TEXT UNDER STUDY:

- Opening Delimiter -

Published online 2008 November 21. doi:  10.3748/wjg.14.6738
PMCID: PMC2773320

Value of ultrasound examination in differential diagnosis of pancreatic lymphoma and pancreatic cancer

Abstract

AIM: To investigate the value of clinical manifestations and ultrasound examination in the differential diagnosis of pancreatic lymphoma and pancreatic cancer.

METHODS: The clinical and ultrasonic characteristics of 12 cases of pancreatic lymphoma and 30 cases of pancreatic cancer were retrospectively analyzed.

RESULTS: Statistically significant differences were found in the course of disease, back pain, jaundice, carcino-embryonic antigen (CEA) and CA19-9 increase, palpable abdominal lump, superficial lymph node enlargement, fever and night sweats, lesion size, bile duct expansion, pancreatic duct expansion, vascular involvement, retroperitoneal (below the renal vein level) lymph node enlargement, and intrahepatic metastasis between pancreatic lymphoma and pancreatic cancer. There were no significant differences in age of onset, gender ratio, weight loss, nausea and vomiting, lesion position, the echo of the lesion, and the blood flow of the lesion.

CONCLUSION: Pancreatic lymphoma should be considered for patients with long lasting symptoms, superficial lymph node enlargement, palpable abdominal lump, fever and night sweats, relatively large lesions, and retroperitoneal (below the level of the renal vein) lymph node enlargement. A diagnosis of pancreatic cancer should be considered more likely in the patients with relatively short disease course, jaundice, back pain, CEA and CA19-9 increase, relatively small lesions, bile duct expansion, obvious pancreatic duct expansion, peripheral vascular wrapping and involvement, or intrahepatic metastases.

Keywords: Ultrasound, Pancreatic lymphoma, Pancreatic cancer

INTRODUCTION

Among the pancreatic tumors, there are much similarities in clinical manifestations and imaging characteristics of pancreatic cancer and pancreatic lymphoma and thus they are easy to be misdiagnosed[1-4]. However, the treatment and prognosis of pancreatic cancer and pancreatic lymphoma are quite different, and the differential diagnosis of these two diseases is therefore very important[5-7]. We retrospectively analyzed clinical and ultrasonic data of 12 cases of pancreatic lymphoma and 30 cases of pancreatic cancer to study the differentiation between the two diseases.

MATERIALS AND METHODS

Subjects

Forty-two pancreatic lesions were retrospectively analyzed. Patients with lymphoma (n = 12) and patients with pancreatic cancer (n = 30) whose diagnoses were confirmed by surgical pathology at our hospital from April 2001 to December 2007 were studied. All patients received ultrasound examinations before treatment.

Instruments and methods

Instruments: GE Logiq 7, Philips HDI-5000, HD-11 color Doppler ultrasound diagnostic instrument were used. The probe frequency was 8-12 MHz; speed range, blood flow filtering and color gain were adjusted to achieve blood flow maps with the best display status.

- Closing Delimiter -

Stored data entries:
- Opening Delimiter -

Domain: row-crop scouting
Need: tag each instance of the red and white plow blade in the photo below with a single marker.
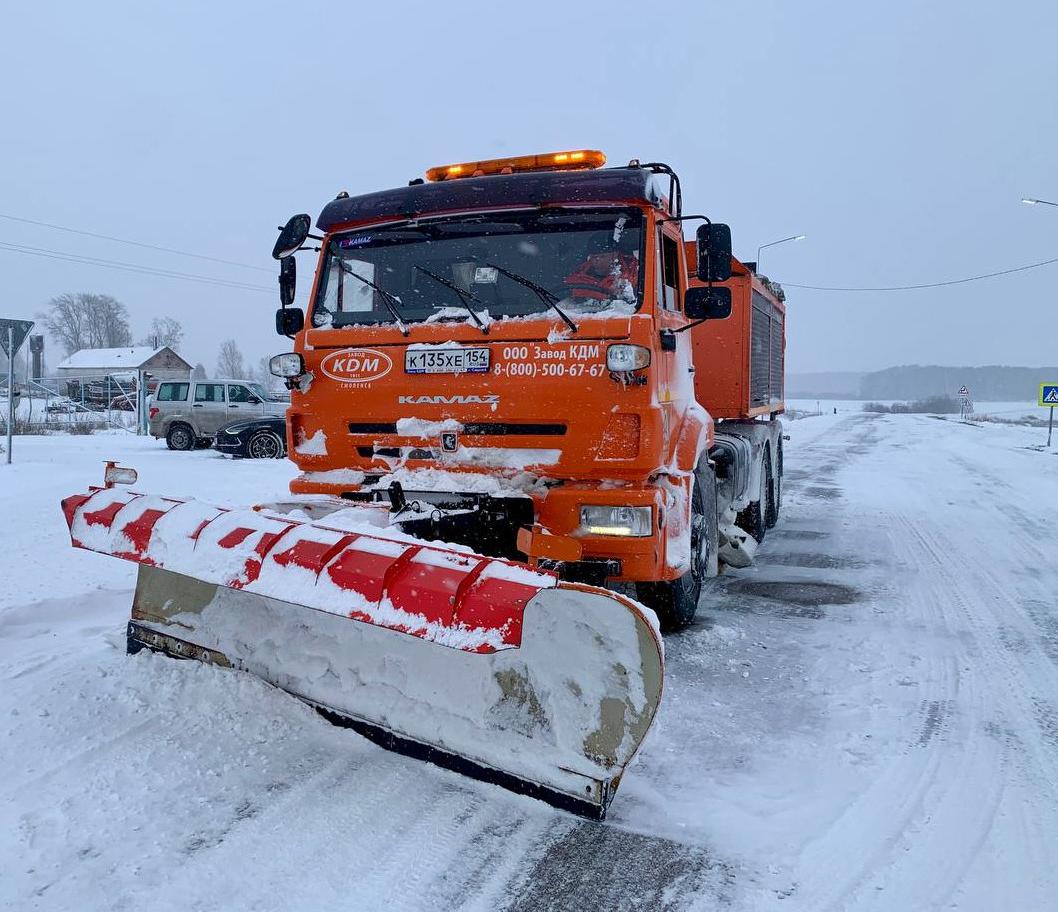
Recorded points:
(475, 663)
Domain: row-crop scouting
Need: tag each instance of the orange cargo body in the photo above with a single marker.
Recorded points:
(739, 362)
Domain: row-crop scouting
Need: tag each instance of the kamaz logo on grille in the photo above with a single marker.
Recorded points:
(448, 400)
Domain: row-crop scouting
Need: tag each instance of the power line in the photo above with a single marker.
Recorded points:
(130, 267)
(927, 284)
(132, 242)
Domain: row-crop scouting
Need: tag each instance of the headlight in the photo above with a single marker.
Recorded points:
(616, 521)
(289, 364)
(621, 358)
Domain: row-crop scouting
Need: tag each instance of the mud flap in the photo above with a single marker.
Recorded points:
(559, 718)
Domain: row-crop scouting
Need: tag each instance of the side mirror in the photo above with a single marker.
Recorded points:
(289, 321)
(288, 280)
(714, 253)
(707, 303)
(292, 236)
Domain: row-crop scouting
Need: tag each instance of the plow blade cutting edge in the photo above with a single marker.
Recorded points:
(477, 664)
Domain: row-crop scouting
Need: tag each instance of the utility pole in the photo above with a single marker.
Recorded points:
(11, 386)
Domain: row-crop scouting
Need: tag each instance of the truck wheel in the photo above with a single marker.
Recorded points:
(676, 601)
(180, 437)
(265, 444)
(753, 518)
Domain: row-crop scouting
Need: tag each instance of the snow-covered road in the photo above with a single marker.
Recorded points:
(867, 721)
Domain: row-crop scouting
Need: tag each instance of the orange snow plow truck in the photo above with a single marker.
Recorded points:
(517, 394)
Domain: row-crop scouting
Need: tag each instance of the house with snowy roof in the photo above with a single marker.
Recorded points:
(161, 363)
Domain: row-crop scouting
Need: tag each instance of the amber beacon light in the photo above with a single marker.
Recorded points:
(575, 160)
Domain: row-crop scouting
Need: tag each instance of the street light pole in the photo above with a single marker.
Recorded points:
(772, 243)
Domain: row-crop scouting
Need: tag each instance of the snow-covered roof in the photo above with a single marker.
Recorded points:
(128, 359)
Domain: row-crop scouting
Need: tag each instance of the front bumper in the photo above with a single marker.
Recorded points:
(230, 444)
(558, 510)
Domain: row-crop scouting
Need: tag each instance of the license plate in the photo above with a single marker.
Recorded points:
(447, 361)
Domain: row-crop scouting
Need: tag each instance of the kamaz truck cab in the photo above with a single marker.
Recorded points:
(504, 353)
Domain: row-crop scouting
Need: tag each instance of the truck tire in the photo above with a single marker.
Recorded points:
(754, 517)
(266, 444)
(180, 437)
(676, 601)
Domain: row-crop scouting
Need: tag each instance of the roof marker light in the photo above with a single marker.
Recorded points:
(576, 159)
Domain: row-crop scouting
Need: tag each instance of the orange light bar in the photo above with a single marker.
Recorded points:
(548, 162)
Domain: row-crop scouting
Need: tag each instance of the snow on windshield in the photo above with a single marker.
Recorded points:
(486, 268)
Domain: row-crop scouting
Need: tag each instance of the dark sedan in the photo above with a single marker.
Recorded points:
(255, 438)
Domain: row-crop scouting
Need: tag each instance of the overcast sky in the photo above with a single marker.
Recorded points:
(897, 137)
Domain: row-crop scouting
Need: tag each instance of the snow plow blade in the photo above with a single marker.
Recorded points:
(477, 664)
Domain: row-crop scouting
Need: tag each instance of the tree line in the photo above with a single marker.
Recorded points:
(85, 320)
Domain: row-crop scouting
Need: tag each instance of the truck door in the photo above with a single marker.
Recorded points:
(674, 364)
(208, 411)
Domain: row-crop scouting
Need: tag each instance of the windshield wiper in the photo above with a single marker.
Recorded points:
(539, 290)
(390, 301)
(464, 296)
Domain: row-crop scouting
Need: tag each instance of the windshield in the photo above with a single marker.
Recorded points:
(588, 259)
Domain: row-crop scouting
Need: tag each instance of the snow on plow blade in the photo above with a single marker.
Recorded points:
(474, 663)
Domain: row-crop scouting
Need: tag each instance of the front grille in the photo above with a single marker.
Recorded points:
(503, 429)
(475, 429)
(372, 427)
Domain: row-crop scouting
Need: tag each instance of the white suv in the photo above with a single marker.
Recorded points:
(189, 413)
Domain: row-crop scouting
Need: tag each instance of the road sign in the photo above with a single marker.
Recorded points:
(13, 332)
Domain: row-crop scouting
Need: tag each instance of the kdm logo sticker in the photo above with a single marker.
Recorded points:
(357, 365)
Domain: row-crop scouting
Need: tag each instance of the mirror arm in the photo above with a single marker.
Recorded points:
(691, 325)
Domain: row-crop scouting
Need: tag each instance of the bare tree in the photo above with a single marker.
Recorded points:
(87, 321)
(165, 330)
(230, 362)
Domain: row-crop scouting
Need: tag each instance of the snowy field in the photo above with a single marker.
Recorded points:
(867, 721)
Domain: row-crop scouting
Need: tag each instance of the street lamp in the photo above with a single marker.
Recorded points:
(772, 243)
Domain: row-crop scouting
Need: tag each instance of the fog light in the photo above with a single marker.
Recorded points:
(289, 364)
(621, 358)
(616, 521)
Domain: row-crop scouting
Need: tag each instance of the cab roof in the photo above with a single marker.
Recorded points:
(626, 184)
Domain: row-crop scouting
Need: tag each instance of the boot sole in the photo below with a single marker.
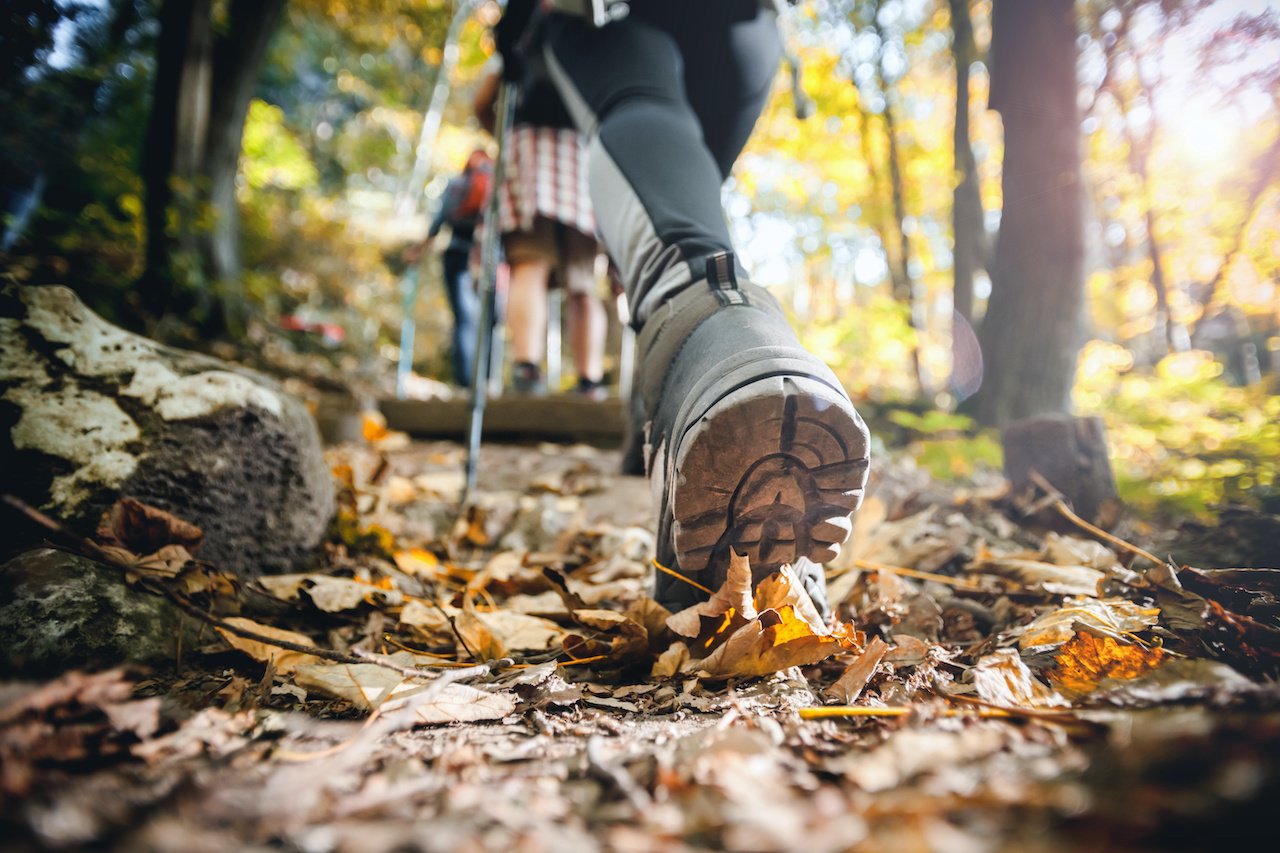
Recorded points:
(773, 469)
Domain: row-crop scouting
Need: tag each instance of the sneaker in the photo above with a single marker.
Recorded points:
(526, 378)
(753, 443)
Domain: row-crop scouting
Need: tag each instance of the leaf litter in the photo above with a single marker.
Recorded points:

- Closing Delimiter -

THINGS TO DO:
**a)** Answer these from the pancreatic lymphoma study:
(i) How many cases of each disease were analyzed?
(ii) Over what period were the diagnoses confirmed by surgical pathology?
(iii) What probe frequency was used?
**b)** According to the pancreatic lymphoma study, why is it so important to tell pancreatic lymphoma apart from pancreatic cancer, and why are they easily confused?
**c)** Write the next part of the pancreatic lymphoma study, picking up after its last sentence.

ANSWERS TO THE EXERCISES:
**a)**
(i) 12 cases of pancreatic lymphoma and 30 cases of pancreatic cancer.
(ii) From April 2001 to December 2007.
(iii) 8-12 MHz.

**b)** The two diseases differ greatly in treatment and prognosis, so the differential diagnosis is very important. They are easily misdiagnosed because their clinical manifestations and imaging characteristics are very similar.

**c)**
Ultrasound examination: Patients were placed in the supine position, the gray-scale ultrasound was used to observe the size of the pancreatic lesion, lesion position, lesion echo, the main pancreatic duct, bile duct, peripancreatic vessels, and retroperitoneal lymph nodes. Then the color hemodromogram of the lesion area was displayed and divided into 3 grades: no blood flow signal, some blood flow signals, and abundant blood flow signals.

Statistical analysis

SAS V8.1 statistical software was used for data analysis. Statistical analyses were done for patient age, course of disease and lesion size using Wilcoxon’s rank sum test. Fisher’s exact probability and the χ2 test were carried out for analyses of sex, back pain, jaundice, palpable abdominal lump, weight loss, nausea and vomiting, fever and night sweats, carcino-embryonic antigen (CEA) or CA19-9 increases, superficial lymph node enlargement, lesion position, lesion echo, bile duct expansion, pancreatic duct expansion, vascular invasion, retroperitoneal (below the renal vein level) lymph node enlargement, intrahepatic metastasis, and blood flow. P < 0.05 was taken as an indicator of a significant difference between the two groups.

RESULTS

Clinical manifestations

The clinical characteristics of pancreatic lymphoma and pancreatic cancer were compared. There was no significant difference in age of onset, gender ratio, weight loss, or nausea and vomiting between the two groups. The course of disease, back pain, jaundice, CEA and CA19-9 increase, palpable abdominal lump, superficial lymph node enlargement, fever and night sweats were significantly different between the two groups. This means that the disease course of the pancreatic lymphoma is longer, and superficial lymph node enlargement, palpable lump, and fever and night sweats occur more frequently in pancreatic lymphoma. In pancreatic cancer, back pain, jaundice, and CEA and CA19-9 increases occur more frequently (Table (Table11).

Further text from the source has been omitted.